— BEGIN GIVEN INFORMATION —
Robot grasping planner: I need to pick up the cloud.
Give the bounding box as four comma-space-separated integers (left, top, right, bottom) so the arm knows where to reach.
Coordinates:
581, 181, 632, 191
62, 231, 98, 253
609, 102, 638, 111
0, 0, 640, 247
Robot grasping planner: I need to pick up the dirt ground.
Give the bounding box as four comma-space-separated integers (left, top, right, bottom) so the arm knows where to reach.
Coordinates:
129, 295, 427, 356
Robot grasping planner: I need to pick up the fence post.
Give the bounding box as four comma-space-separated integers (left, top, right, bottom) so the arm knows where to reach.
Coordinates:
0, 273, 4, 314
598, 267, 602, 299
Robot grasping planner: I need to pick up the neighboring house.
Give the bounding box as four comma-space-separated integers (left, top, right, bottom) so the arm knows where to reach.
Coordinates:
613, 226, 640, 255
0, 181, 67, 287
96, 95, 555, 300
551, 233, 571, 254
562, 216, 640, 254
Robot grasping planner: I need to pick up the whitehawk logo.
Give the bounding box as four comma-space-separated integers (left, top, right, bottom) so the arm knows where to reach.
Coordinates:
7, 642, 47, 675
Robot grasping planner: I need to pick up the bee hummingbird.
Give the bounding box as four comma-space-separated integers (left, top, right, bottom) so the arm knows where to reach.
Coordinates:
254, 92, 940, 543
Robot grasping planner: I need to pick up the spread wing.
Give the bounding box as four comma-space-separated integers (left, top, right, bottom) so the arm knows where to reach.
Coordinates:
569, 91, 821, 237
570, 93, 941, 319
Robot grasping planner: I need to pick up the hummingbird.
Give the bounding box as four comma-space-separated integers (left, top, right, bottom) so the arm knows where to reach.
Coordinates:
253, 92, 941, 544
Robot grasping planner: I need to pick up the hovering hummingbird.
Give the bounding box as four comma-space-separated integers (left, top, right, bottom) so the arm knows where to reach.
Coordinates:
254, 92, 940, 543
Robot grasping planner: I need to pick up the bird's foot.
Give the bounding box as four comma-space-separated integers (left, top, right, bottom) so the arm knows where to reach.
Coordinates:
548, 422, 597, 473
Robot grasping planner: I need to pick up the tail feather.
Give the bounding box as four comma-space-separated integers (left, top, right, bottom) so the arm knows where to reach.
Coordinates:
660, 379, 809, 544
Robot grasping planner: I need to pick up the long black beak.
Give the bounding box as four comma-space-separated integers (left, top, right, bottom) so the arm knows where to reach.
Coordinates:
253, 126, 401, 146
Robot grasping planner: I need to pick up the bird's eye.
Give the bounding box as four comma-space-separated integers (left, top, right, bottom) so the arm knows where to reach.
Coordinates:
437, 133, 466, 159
— END GIVEN INFORMATION —
Write out again every line of the entries, beginning with the one that contains "Robot grasping planner: I need to pick up the bird's eye." and running through the last line.

Robot grasping planner: I need to pick up the bird's eye.
Give the bounding box as four comma-space-separated integers (left, top, right, bottom) so the arm knows where to reach.
Coordinates:
437, 133, 466, 159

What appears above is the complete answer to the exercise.